Exercise details >> Copy the listing below in full, including the requests, and scale every coordinate value in the answer boxes by 1.75, rounding each result to a whole number with halves rounded up. Keep all other text unchanged.
--*--
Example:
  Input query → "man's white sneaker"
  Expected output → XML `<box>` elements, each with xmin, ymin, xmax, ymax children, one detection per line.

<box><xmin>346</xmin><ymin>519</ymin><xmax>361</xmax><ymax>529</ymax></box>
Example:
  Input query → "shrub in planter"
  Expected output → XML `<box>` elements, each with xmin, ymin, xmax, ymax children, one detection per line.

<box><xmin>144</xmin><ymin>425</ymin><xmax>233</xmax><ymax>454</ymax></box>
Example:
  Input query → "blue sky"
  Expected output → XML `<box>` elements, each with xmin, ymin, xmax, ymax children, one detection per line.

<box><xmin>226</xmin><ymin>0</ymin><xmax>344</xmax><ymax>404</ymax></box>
--*--
Problem solution >>
Example:
  Input query → "man's white sneaker"
  Expected output → XML `<box>` elements, each with xmin, ymin, xmax, ymax children, one detection per line.

<box><xmin>606</xmin><ymin>908</ymin><xmax>632</xmax><ymax>926</ymax></box>
Example:
  Input query → "shrub in planter"
  Expected output → XML `<box>` elements, each with xmin, ymin, xmax, ymax children, one detection per line.

<box><xmin>252</xmin><ymin>744</ymin><xmax>408</xmax><ymax>795</ymax></box>
Example:
  Input query → "blue sky"
  Expected output → XML `<box>` elements, each with xmin, ymin, xmax, ymax children, one detection per line.

<box><xmin>396</xmin><ymin>0</ymin><xmax>602</xmax><ymax>707</ymax></box>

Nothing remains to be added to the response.